-- START OF Data extract --
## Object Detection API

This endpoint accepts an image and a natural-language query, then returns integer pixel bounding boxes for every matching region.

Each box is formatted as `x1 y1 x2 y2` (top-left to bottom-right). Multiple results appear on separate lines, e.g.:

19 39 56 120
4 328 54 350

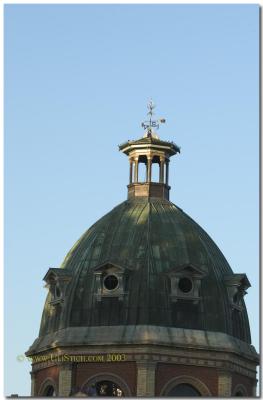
-- END OF Data extract --
■ What the task requires ■
Give these lines again with "image" swapped for "photo" and nothing else changed. Leave the pictures out.

■ The answer ■
## Object Detection API

This endpoint accepts an photo and a natural-language query, then returns integer pixel bounding boxes for every matching region.

Each box is formatted as `x1 y1 x2 y2` (top-left to bottom-right). Multiple results appear on separate lines, e.g.:

19 39 56 120
4 328 54 350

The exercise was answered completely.